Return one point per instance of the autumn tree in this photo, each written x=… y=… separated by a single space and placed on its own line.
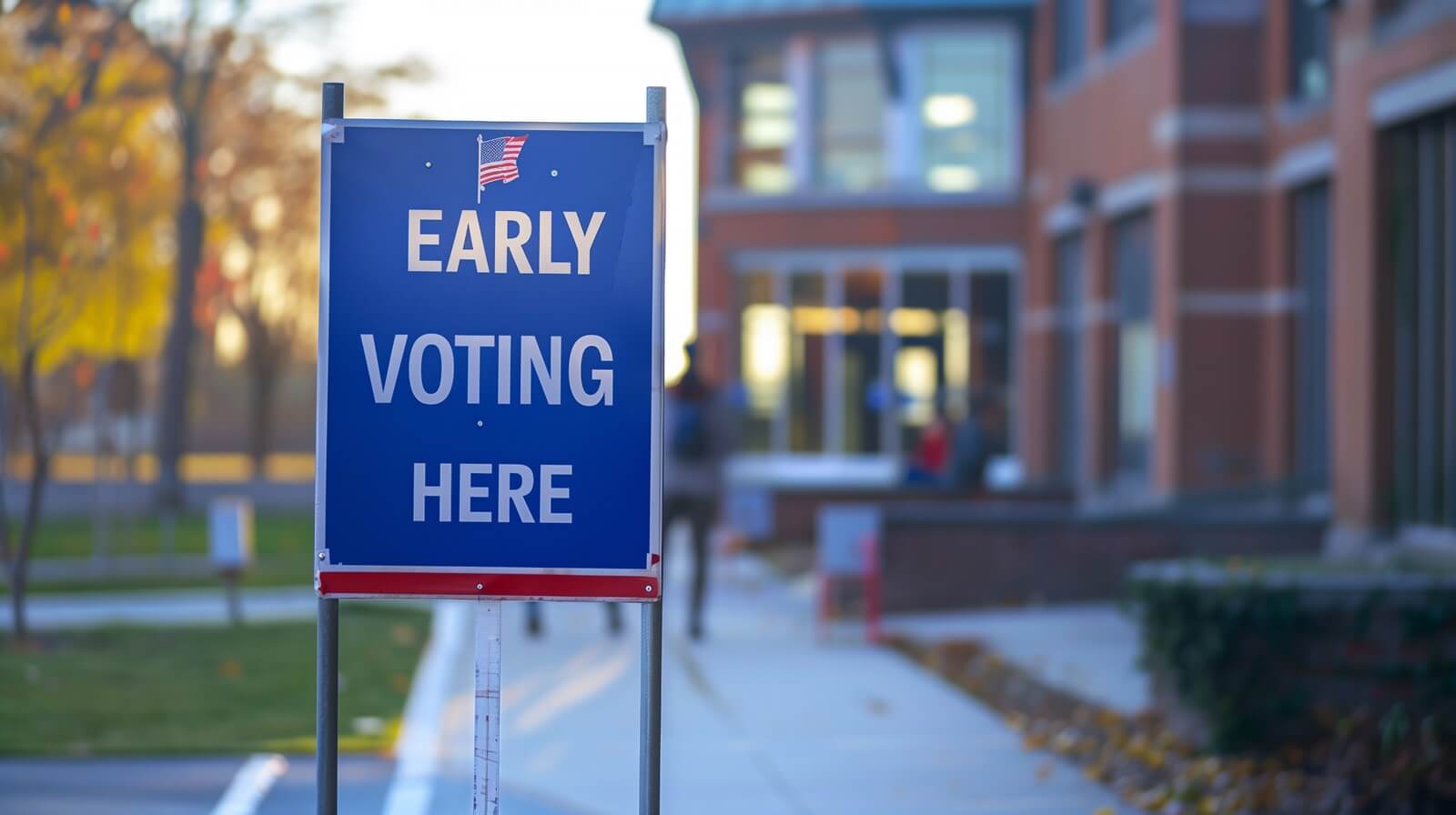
x=259 y=276
x=67 y=106
x=189 y=48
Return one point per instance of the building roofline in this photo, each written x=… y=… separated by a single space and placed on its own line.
x=817 y=11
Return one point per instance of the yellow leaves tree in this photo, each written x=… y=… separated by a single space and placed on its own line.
x=82 y=232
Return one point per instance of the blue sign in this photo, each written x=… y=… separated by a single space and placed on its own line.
x=490 y=360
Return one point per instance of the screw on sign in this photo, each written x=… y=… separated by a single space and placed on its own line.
x=490 y=383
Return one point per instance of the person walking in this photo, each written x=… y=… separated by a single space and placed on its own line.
x=698 y=441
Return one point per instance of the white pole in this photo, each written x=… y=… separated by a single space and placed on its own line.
x=487 y=798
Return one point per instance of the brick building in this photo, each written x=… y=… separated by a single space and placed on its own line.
x=1206 y=247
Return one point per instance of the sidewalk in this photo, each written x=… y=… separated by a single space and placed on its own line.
x=169 y=608
x=757 y=719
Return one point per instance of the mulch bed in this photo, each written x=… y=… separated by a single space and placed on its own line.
x=1358 y=770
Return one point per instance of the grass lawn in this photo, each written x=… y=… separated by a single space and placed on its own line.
x=283 y=545
x=128 y=690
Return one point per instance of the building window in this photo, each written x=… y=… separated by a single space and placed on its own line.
x=864 y=397
x=966 y=108
x=763 y=358
x=859 y=361
x=921 y=371
x=1070 y=35
x=1126 y=16
x=1308 y=50
x=1136 y=348
x=851 y=150
x=764 y=123
x=1420 y=178
x=810 y=324
x=1312 y=368
x=1069 y=358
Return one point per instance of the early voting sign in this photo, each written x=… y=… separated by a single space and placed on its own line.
x=490 y=360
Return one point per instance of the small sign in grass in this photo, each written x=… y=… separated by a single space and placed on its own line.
x=131 y=690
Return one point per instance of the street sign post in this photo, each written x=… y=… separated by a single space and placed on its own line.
x=490 y=395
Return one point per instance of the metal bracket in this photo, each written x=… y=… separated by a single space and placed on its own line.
x=652 y=135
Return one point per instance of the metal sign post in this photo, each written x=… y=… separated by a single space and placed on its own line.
x=650 y=785
x=490 y=395
x=487 y=790
x=327 y=666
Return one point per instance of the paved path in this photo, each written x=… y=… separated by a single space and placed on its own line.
x=757 y=719
x=1089 y=649
x=171 y=608
x=194 y=786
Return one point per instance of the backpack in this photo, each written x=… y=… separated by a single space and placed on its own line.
x=689 y=440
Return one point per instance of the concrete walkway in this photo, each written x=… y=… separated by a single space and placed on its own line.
x=1089 y=649
x=757 y=719
x=171 y=608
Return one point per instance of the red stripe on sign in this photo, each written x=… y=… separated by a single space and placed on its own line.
x=462 y=584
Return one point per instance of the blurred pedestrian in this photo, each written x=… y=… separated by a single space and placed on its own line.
x=698 y=437
x=980 y=438
x=931 y=455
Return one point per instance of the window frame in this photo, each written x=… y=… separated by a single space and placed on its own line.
x=881 y=138
x=1143 y=478
x=737 y=155
x=1069 y=48
x=1309 y=44
x=902 y=138
x=960 y=266
x=1114 y=36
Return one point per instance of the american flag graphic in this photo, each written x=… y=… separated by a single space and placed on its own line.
x=499 y=160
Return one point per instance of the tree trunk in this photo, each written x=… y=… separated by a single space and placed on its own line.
x=5 y=479
x=264 y=387
x=40 y=477
x=102 y=450
x=177 y=354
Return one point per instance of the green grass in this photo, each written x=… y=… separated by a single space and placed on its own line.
x=127 y=690
x=283 y=545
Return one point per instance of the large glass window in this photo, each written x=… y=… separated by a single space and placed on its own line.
x=1136 y=348
x=763 y=358
x=990 y=337
x=1420 y=227
x=1312 y=375
x=764 y=123
x=851 y=116
x=1308 y=50
x=1070 y=35
x=1069 y=357
x=966 y=108
x=864 y=395
x=810 y=320
x=921 y=361
x=1126 y=16
x=861 y=361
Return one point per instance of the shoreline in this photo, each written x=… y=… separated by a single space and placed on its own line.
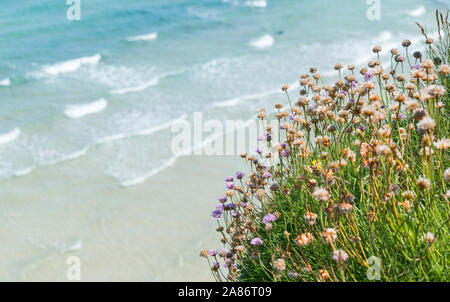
x=146 y=232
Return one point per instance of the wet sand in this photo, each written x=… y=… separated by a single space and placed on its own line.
x=149 y=232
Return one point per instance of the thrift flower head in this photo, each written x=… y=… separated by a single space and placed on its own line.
x=304 y=239
x=321 y=194
x=329 y=235
x=423 y=183
x=426 y=124
x=279 y=265
x=447 y=175
x=239 y=175
x=267 y=175
x=269 y=218
x=428 y=238
x=217 y=214
x=310 y=218
x=340 y=256
x=256 y=241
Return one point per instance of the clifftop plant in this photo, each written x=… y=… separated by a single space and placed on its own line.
x=359 y=190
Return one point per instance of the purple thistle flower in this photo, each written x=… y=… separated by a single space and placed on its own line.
x=269 y=218
x=256 y=241
x=291 y=116
x=217 y=214
x=368 y=76
x=229 y=206
x=285 y=153
x=222 y=199
x=239 y=175
x=220 y=208
x=267 y=175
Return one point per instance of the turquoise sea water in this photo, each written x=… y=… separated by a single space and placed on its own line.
x=110 y=85
x=86 y=109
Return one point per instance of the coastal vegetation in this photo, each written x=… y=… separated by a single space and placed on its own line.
x=353 y=183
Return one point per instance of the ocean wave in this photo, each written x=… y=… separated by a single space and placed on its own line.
x=262 y=42
x=24 y=171
x=5 y=82
x=141 y=178
x=420 y=11
x=148 y=37
x=237 y=100
x=10 y=136
x=172 y=160
x=144 y=86
x=71 y=65
x=256 y=3
x=68 y=157
x=144 y=132
x=77 y=111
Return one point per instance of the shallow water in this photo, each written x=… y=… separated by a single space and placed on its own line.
x=88 y=105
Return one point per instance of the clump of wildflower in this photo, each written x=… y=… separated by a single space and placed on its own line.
x=310 y=218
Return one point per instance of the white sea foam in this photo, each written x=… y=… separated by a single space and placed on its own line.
x=144 y=86
x=9 y=136
x=70 y=247
x=420 y=11
x=23 y=172
x=71 y=65
x=5 y=82
x=237 y=100
x=80 y=110
x=256 y=3
x=171 y=161
x=262 y=42
x=141 y=178
x=148 y=37
x=68 y=157
x=144 y=132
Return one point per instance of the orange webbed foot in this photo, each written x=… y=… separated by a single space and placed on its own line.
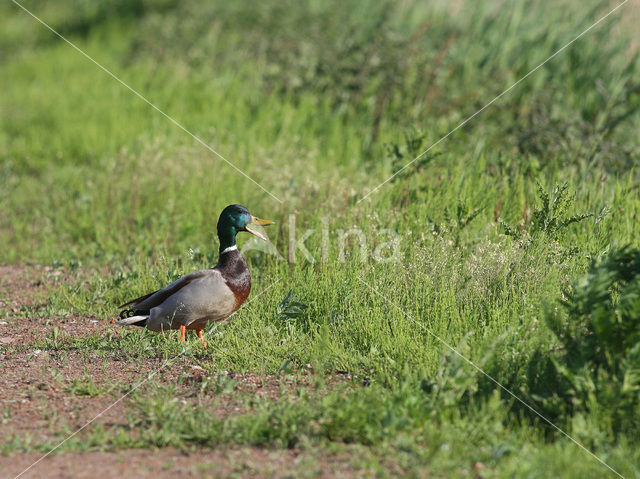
x=199 y=333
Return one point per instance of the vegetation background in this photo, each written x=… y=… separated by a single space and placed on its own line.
x=517 y=234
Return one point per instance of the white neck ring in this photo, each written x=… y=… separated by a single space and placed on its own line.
x=229 y=249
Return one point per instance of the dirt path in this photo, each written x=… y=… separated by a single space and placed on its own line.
x=46 y=390
x=169 y=463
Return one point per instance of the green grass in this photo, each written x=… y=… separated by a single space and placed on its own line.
x=319 y=104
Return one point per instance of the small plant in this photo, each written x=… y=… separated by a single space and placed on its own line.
x=456 y=221
x=291 y=308
x=599 y=359
x=550 y=218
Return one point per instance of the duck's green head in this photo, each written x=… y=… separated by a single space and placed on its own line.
x=236 y=218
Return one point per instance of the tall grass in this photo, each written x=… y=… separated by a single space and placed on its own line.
x=320 y=103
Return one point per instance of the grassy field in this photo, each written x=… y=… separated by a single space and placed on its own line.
x=513 y=241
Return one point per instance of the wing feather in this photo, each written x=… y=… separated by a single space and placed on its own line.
x=158 y=297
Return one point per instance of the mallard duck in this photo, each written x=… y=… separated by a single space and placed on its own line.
x=202 y=296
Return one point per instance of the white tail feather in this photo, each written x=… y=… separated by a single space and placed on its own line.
x=131 y=320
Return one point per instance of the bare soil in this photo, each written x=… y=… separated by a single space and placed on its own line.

......

### Exercise objective:
Reproduce the entire listing above line for line without changing any wording, and omit the pictures from your copy.

### Finished task:
Return one point per instance of the autumn tree in this photo, each written x=… y=… separated by a single space and placed on its own line.
x=259 y=276
x=67 y=106
x=189 y=48
Return one point per instance of the building roofline in this photo, each written x=… y=… separated by a single space and placed on its own line.
x=817 y=11
Return one point per instance of the yellow leaves tree in this photo, each written x=… y=… separated by a single space and placed on its own line.
x=82 y=232
Return one point per instance of the blue sign in this photo, each written x=… y=… separated by a single space and placed on its own line.
x=490 y=360
Return one point per instance of the screw on sign in this photo, each written x=… y=… separated by a single space and placed on its own line.
x=490 y=383
Return one point per instance of the person walking in this photo, each written x=… y=… separated by a single space and placed on its own line.
x=698 y=441
Return one point per instance of the white pole in this photo, each written x=… y=… separated by a single space and placed on its own line.
x=487 y=798
Return one point per instance of the brick building in this photo, each written x=… y=… separated by a single space and placed on its own line.
x=1206 y=247
Return one point per instance of the sidewalk in this photo, each written x=… y=… separated by a single space and placed on its own line.
x=169 y=608
x=757 y=719
Return one point per instance of the mulch bed in this photo, each written x=… y=… separated by a single space and placed on its own line.
x=1358 y=770
Return one point per instance of the grass lawn in this photo, each written x=… y=… separated by a single space and placed on its own line.
x=283 y=545
x=128 y=690
Return one point per instance of the building window in this photo, each written x=… y=… separated by a single space and placed on its own line.
x=864 y=397
x=966 y=108
x=763 y=358
x=859 y=361
x=921 y=371
x=1070 y=35
x=1126 y=16
x=1308 y=50
x=1136 y=348
x=851 y=150
x=764 y=123
x=1420 y=178
x=810 y=324
x=1312 y=368
x=1069 y=358
Return one point per instance of the early voting sign in this photo, each written x=… y=… separated by a single space and placed on its own line.
x=490 y=360
Return one point per instance of the small sign in grass in this photo, each written x=… y=… separated by a single space and placed on its own line.
x=131 y=690
Return one point per instance of the street sign post in this photo, each written x=… y=… separated by a single space and placed on its own line.
x=490 y=395
Return one point per instance of the metal bracket in this photo, each written x=… y=… separated by a single space and placed on its own line.
x=652 y=135
Return one point per instance of the metal sign post in this photo, each written x=… y=… separated by a single space and placed on its own line.
x=650 y=785
x=490 y=395
x=487 y=790
x=327 y=666
Return one point per instance of the paved path in this photo, each written x=… y=… separated by a single space and placed on its own line.
x=757 y=719
x=1089 y=649
x=171 y=608
x=194 y=786
Return one point per instance of the backpack in this photo, each written x=… y=… separated by a single space and placed on its own line.
x=689 y=440
Return one point per instance of the concrete walkway in this photo, each written x=… y=… separated by a single space and placed on its own line.
x=1089 y=649
x=757 y=719
x=171 y=608
Return one point per instance of the red stripe on sign in this photo, each written x=… y=… separated by a single space and placed on its own line.
x=462 y=584
Return one point per instance of the blurred pedestrian in this photo, each written x=… y=… separated by a single space and placed on its own line.
x=698 y=437
x=980 y=438
x=931 y=455
Return one point per instance of the window frame in this photo, each written x=… y=… separated by a single space and placed on its own line.
x=881 y=138
x=1143 y=478
x=737 y=155
x=1069 y=48
x=1309 y=44
x=902 y=138
x=960 y=266
x=1114 y=36
Return one point per instance of the american flag graphic in this photo, each written x=… y=… separated by a single space and placed on its own line.
x=499 y=160
Return one point per instance of the tree trunk in this photo, each written x=… y=… separated by a single space and placed on its own line.
x=5 y=479
x=264 y=387
x=40 y=477
x=102 y=450
x=177 y=354
Return one point per instance of the green grass in this photo, each written x=… y=… separated by a single space and placed on its own line.
x=127 y=690
x=283 y=545
Return one point per instance of the large glass window in this photo, each written x=… y=… separated by a single space and placed on its own line.
x=1136 y=348
x=763 y=358
x=990 y=337
x=1420 y=227
x=1312 y=375
x=764 y=123
x=851 y=116
x=1308 y=50
x=1070 y=35
x=1069 y=357
x=966 y=108
x=864 y=395
x=810 y=320
x=921 y=361
x=1126 y=16
x=861 y=361
Return one point per instance of the shoreline in this photo, each written x=… y=… separated by a single space and placed on its own line.
x=146 y=232
Return one point per instance of the wet sand in this photo, each written x=… y=… separated by a single space and placed on its own line.
x=149 y=232
Return one point per instance of the thrift flower head in this photo, each written x=… y=… separated by a single space and placed on its own line.
x=304 y=239
x=321 y=194
x=329 y=235
x=423 y=183
x=426 y=124
x=279 y=265
x=447 y=175
x=239 y=175
x=267 y=175
x=269 y=218
x=428 y=238
x=217 y=214
x=310 y=218
x=340 y=256
x=256 y=241
Return one point per instance of the clifftop plant in this photo, each written x=… y=… separated by a single space and placed on its own line.
x=359 y=190
Return one point per instance of the purple thistle flower in this photo, each written x=… y=… separated by a single space and placed on its own line.
x=269 y=218
x=256 y=241
x=291 y=116
x=217 y=214
x=368 y=76
x=229 y=206
x=285 y=153
x=222 y=199
x=239 y=175
x=220 y=208
x=267 y=175
Return one point per instance of the turquoise sea water in this photo, each written x=… y=… separated by a single space and placed on its own line.
x=110 y=85
x=86 y=109
Return one point per instance of the coastal vegetation in this photo, each written x=… y=… separated by a single space and placed on its own line.
x=353 y=183
Return one point per instance of the ocean wave in this photo, each written x=… y=… separated by a single space and placed on its own line.
x=262 y=42
x=24 y=171
x=5 y=82
x=141 y=178
x=420 y=11
x=148 y=37
x=237 y=100
x=10 y=136
x=172 y=160
x=144 y=86
x=71 y=65
x=256 y=3
x=68 y=157
x=144 y=132
x=77 y=111
Return one point per instance of the shallow water in this photo, each written x=… y=… separated by a single space and placed on its own line.
x=88 y=105
Return one point per instance of the clump of wildflower in this photo, each written x=… y=… separated by a single space and placed on its own line.
x=310 y=218
Return one point per instance of the white sea foam in this photo, each written x=… y=… separated by a single space and placed on its own line.
x=144 y=86
x=9 y=136
x=70 y=247
x=420 y=11
x=23 y=172
x=71 y=65
x=5 y=82
x=237 y=100
x=80 y=110
x=256 y=3
x=171 y=161
x=262 y=42
x=141 y=178
x=148 y=37
x=68 y=157
x=144 y=132
Return one point per instance of the orange webbed foot in this photo, each written x=… y=… separated by a single space and placed on its own line.
x=199 y=333
Return one point per instance of the vegetation background in this photo, each written x=… y=… separated by a single space and placed on its own line.
x=517 y=234
Return one point per instance of the white neck ring in this photo, each written x=… y=… separated by a single space and placed on its own line.
x=229 y=249
Return one point per instance of the dirt path in this photo, each written x=… y=… separated by a single space and placed on its own line.
x=46 y=390
x=169 y=463
Return one point per instance of the green grass in this photo, each written x=… y=… separated by a single space and placed on its own line.
x=319 y=104
Return one point per instance of the small plant in this photo, each written x=… y=… separated by a single space and placed on its own line.
x=456 y=221
x=291 y=308
x=599 y=359
x=550 y=218
Return one point per instance of the duck's green head in this photo, each written x=… y=… separated by a single space and placed on its own line.
x=236 y=218
Return one point per instance of the tall grass in this photo, each written x=… y=… separated by a single space and placed on its own line.
x=320 y=103
Return one point per instance of the grassy field in this photo, each written x=… y=… separated by a single space and placed on its own line.
x=513 y=241
Return one point per instance of the wing feather in this photo, each written x=… y=… separated by a single space and placed on its own line.
x=158 y=297
Return one point per instance of the mallard duck in this photo, each written x=… y=… separated by a single space and placed on its own line.
x=202 y=296
Return one point per instance of the white tail feather in this photo, each written x=… y=… separated by a single space and placed on its own line.
x=131 y=320
Return one point per instance of the bare soil in this photo, each written x=… y=… separated by a single space and placed on its own line.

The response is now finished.